Coordinate annotation entries:
────────────────────

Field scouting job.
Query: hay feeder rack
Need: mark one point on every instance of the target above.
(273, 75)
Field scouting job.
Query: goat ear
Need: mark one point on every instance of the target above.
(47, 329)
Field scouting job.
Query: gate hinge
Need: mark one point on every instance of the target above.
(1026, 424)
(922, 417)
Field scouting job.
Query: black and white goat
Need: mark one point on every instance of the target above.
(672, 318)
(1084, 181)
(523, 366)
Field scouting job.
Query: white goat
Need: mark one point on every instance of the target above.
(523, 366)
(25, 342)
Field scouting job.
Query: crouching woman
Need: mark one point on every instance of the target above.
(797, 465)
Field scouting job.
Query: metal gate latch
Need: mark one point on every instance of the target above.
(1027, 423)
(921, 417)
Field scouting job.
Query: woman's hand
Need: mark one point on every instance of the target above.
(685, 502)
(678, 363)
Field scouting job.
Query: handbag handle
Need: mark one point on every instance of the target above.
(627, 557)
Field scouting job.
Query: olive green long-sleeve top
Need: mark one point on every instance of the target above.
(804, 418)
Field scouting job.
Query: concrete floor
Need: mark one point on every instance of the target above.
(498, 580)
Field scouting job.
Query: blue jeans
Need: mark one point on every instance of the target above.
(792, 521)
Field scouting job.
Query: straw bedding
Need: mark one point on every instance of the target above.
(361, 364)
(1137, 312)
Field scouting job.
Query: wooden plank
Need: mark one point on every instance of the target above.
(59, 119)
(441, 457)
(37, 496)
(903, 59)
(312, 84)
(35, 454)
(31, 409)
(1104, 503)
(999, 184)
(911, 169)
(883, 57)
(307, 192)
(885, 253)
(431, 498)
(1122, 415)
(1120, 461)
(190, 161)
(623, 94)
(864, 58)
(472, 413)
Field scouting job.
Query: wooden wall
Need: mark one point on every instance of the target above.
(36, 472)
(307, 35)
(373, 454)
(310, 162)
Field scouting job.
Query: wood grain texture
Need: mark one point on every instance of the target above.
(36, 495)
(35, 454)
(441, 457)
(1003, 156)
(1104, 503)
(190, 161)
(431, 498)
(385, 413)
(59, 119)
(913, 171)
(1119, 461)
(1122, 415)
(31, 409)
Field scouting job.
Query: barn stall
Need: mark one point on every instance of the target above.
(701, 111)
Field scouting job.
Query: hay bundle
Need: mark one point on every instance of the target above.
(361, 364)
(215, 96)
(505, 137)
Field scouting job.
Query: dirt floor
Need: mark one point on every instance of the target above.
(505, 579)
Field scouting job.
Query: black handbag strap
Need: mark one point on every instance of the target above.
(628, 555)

────────────────────

Select every line in the rows above that contains the word "gate" and copy those lines. Case matters.

Query: gate hinge
Query: metal gate latch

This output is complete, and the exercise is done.